_Short exercise_
Could you return each of the items below verbatim, keeping every line as it appears?

Items from a data source:

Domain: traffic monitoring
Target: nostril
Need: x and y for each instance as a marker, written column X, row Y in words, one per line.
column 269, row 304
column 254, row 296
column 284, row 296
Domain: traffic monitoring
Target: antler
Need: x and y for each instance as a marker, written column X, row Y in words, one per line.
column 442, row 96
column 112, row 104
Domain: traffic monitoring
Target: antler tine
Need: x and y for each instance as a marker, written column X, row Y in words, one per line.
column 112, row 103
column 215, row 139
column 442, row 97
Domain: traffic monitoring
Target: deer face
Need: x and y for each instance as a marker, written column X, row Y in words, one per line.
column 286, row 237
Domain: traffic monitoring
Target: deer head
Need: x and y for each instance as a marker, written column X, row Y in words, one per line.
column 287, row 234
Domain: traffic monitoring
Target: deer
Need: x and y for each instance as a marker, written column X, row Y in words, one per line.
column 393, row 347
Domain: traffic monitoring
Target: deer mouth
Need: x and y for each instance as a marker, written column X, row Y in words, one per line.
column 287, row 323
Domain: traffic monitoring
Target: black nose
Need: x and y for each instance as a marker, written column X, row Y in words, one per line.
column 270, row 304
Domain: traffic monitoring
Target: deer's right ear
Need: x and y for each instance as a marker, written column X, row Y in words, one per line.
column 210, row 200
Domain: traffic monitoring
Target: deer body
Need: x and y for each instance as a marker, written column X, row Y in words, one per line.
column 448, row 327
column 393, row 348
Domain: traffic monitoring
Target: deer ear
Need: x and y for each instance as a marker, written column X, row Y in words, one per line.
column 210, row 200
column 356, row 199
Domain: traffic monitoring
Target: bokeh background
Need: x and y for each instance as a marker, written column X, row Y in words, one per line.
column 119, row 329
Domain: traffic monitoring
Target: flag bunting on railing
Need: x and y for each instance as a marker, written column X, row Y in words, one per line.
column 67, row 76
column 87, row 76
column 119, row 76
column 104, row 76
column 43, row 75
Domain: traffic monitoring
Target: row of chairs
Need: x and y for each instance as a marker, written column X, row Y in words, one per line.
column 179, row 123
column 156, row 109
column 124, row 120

_Response for this exercise_
Domain: traffic monitoring
Target: nostril
Need: x and y for each instance as a marker, written column X, row Y in words, one per line.
column 269, row 304
column 254, row 296
column 284, row 296
Domain: traffic monitoring
Target: antler
Need: x and y for each instance as a marker, written column X, row Y in words, one per line.
column 442, row 96
column 112, row 104
Domain: traffic monitoring
Target: antler tine
Need: x and y for each instance as a marker, written column X, row Y in words, one per line.
column 112, row 103
column 215, row 139
column 442, row 97
Domain: traffic monitoring
Target: deer face
Need: x and y for each instance as a marker, written column X, row Y in words, one per line.
column 286, row 237
Domain: traffic monitoring
Target: deer head
Need: x and y for each instance as a marker, written column X, row Y in words, one per line.
column 287, row 234
Domain: traffic monitoring
Target: deer
Need: x and y for each instance as a marker, written column X, row Y in words, one per line.
column 393, row 347
Domain: traffic monitoring
Target: deer mouth
Need: x and y for each instance as a marker, written column X, row Y in words, one per line.
column 287, row 323
Domain: traffic monitoring
Target: black nose
Need: x and y for each instance as a marker, written column X, row Y in words, one per line.
column 270, row 304
Domain: traffic monitoring
Target: deer's right ear
Need: x and y for each instance as a marker, written column X, row Y in words, one per line.
column 210, row 200
Domain: traffic monitoring
Target: deer body
Need: x and y for each instance as a marker, written column X, row Y in words, one per line.
column 448, row 327
column 393, row 348
Domain: traffic monitoring
Target: deer ear
Need: x and y for each instance as a marker, written column X, row Y in words, one per line.
column 210, row 200
column 356, row 199
Domain: traffic monitoring
Target: bokeh background
Need: x and y for each instance as a marker, written column X, row Y in words, one per line.
column 119, row 329
Domain: traffic monitoring
Target: flag bunting on railing
Need: x and y for each instance as a marker, written column X, row Y in words, one per line.
column 67, row 76
column 87, row 76
column 119, row 76
column 104, row 76
column 43, row 75
Domain: traffic monitoring
Target: row of chairs
Need: x and y for each instance as a marker, written column X, row Y in words, one per line.
column 179, row 123
column 156, row 109
column 124, row 120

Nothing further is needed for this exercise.